PASSAGE TO READ:
####

Question about the phonon dispersion in the tutorial (part 1)

[reynaldo.putra]

Hello,

I have a question about the phonon dispersion section of the phonon tutorial (part 1) https://vasp.at/tutorials/latest/phonon ... phonon-e03.

In here, we plot the phonon dispersion/band structures of the different graphene supercells sized 3x3x1, 4x4x1, 5x5x1 and 6x6x1, as seen in the attached file.

In the discussion of the results, there is a particular note about how the supercell size affects the appearance of slight imaginary modes/'soft' modes, about how these 'soft' modes might appear again for larger supercell sizes but tend to disappear when the supercell size is large enough.

In the plots, only the 5x5x1 supercell has no soft modes. But there is also an extra note on how the k-point mesh could not be kept uniform with 5x5x1 as it is the only structure that requires a non-integer k-point mesh if it were to keep the same mesh coarseness.

####

Extracts from a box-labeled dataset:
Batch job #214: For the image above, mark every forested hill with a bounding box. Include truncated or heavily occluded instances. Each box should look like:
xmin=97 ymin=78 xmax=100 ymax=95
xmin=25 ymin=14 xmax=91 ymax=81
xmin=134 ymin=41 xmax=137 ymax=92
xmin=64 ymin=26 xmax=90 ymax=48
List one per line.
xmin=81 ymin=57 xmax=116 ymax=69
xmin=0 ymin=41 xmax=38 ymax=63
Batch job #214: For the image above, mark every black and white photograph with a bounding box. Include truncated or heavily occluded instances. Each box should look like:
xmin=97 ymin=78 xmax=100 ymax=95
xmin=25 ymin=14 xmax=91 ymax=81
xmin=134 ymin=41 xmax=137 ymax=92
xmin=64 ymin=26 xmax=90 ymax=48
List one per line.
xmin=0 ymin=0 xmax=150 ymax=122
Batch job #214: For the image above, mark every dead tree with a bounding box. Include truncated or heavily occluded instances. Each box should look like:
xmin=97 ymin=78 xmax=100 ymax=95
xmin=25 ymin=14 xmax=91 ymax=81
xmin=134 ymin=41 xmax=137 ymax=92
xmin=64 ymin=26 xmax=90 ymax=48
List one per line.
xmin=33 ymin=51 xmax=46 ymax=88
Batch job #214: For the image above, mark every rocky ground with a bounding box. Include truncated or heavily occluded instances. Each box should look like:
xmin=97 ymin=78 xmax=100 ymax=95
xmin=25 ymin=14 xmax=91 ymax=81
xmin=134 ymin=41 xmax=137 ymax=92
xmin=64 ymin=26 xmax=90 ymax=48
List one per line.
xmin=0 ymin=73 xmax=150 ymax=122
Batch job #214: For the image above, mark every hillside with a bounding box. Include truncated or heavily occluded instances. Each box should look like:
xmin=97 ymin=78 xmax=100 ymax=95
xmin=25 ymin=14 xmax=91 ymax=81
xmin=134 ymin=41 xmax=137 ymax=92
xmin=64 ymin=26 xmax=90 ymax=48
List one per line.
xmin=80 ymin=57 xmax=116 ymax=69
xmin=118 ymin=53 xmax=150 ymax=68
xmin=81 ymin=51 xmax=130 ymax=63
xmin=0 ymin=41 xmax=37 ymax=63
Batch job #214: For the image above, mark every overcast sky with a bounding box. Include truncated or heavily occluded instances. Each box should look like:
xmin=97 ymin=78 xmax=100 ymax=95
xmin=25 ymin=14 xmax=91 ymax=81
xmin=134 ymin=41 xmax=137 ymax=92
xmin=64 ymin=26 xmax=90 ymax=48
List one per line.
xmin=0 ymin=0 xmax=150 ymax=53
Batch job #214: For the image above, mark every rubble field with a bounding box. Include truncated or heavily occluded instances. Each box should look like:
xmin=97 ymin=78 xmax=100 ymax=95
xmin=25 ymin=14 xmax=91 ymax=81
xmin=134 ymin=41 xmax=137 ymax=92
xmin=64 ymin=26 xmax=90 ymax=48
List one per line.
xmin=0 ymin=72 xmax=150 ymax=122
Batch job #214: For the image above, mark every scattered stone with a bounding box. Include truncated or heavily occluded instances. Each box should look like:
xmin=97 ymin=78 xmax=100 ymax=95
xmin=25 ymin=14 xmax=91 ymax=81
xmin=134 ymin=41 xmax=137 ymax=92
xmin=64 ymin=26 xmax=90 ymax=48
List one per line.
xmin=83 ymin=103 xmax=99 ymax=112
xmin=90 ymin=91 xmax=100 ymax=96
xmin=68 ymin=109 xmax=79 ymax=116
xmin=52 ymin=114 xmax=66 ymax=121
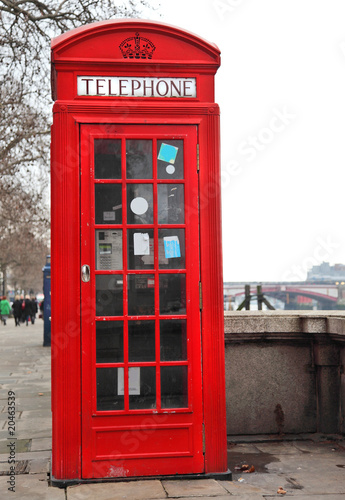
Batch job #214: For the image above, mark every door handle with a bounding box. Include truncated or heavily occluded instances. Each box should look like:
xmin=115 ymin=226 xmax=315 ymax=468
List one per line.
xmin=81 ymin=264 xmax=90 ymax=283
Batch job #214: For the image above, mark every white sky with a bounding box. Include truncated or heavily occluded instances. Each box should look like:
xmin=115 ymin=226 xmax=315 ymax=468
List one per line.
xmin=146 ymin=0 xmax=345 ymax=281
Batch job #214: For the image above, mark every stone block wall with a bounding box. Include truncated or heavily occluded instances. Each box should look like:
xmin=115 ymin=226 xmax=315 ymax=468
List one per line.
xmin=225 ymin=311 xmax=345 ymax=435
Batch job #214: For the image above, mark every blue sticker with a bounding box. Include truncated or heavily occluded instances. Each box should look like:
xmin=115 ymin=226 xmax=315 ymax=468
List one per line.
xmin=163 ymin=236 xmax=181 ymax=259
xmin=158 ymin=142 xmax=178 ymax=163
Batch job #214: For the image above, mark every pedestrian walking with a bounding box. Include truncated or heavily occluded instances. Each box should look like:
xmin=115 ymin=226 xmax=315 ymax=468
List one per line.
xmin=12 ymin=295 xmax=23 ymax=326
xmin=24 ymin=295 xmax=32 ymax=326
xmin=0 ymin=295 xmax=11 ymax=325
xmin=31 ymin=296 xmax=38 ymax=325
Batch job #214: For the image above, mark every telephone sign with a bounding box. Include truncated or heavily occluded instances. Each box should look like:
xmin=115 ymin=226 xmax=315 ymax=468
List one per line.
xmin=51 ymin=20 xmax=228 ymax=484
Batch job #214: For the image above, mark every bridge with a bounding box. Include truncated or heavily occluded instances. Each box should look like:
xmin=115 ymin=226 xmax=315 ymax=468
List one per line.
xmin=224 ymin=281 xmax=345 ymax=309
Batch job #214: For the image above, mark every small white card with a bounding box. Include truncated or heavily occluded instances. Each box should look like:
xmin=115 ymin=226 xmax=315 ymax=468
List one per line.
xmin=133 ymin=233 xmax=150 ymax=255
xmin=117 ymin=367 xmax=140 ymax=396
xmin=103 ymin=212 xmax=115 ymax=221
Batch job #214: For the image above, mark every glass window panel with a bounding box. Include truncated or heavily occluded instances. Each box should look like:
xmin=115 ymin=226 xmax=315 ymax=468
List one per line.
xmin=158 ymin=229 xmax=186 ymax=269
xmin=126 ymin=139 xmax=152 ymax=179
xmin=127 ymin=184 xmax=153 ymax=224
xmin=160 ymin=319 xmax=187 ymax=361
xmin=157 ymin=139 xmax=183 ymax=179
xmin=95 ymin=139 xmax=121 ymax=179
xmin=128 ymin=274 xmax=155 ymax=316
xmin=158 ymin=184 xmax=184 ymax=224
xmin=96 ymin=321 xmax=123 ymax=363
xmin=95 ymin=229 xmax=122 ymax=271
xmin=159 ymin=274 xmax=186 ymax=314
xmin=96 ymin=274 xmax=123 ymax=316
xmin=95 ymin=184 xmax=122 ymax=224
xmin=128 ymin=366 xmax=156 ymax=410
xmin=96 ymin=368 xmax=124 ymax=411
xmin=127 ymin=229 xmax=154 ymax=269
xmin=128 ymin=321 xmax=156 ymax=362
xmin=161 ymin=366 xmax=188 ymax=408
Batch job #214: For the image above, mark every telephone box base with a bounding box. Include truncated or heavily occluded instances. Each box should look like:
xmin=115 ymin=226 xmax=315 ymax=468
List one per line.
xmin=50 ymin=469 xmax=232 ymax=488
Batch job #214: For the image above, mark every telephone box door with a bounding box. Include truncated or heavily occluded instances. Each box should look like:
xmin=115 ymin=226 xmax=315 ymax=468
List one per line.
xmin=80 ymin=124 xmax=204 ymax=478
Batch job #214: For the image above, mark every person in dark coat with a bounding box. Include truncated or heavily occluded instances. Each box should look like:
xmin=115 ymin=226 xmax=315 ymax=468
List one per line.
xmin=31 ymin=297 xmax=38 ymax=324
xmin=12 ymin=295 xmax=23 ymax=326
xmin=24 ymin=295 xmax=32 ymax=326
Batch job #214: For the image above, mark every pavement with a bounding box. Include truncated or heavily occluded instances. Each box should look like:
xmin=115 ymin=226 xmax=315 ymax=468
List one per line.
xmin=0 ymin=319 xmax=345 ymax=500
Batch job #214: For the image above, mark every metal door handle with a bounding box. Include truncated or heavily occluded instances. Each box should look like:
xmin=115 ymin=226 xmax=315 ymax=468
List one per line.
xmin=81 ymin=264 xmax=90 ymax=283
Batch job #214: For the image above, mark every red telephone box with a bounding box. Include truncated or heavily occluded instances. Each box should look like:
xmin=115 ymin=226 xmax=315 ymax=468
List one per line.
xmin=51 ymin=20 xmax=228 ymax=483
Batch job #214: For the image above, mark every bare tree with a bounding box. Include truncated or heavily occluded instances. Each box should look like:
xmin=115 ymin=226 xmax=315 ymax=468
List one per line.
xmin=0 ymin=0 xmax=156 ymax=292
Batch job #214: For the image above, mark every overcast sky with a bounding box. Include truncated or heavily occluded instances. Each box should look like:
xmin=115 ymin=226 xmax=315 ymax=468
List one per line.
xmin=147 ymin=0 xmax=345 ymax=281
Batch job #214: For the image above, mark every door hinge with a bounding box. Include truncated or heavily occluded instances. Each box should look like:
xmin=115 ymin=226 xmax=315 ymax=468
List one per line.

####

WRITTEN TASK: List every graphene supercell size named in the forum post about phonon dispersion. Answer using only the forum post.

FULL SOLUTION: 3x3x1, 4x4x1, 5x5x1, 6x6x1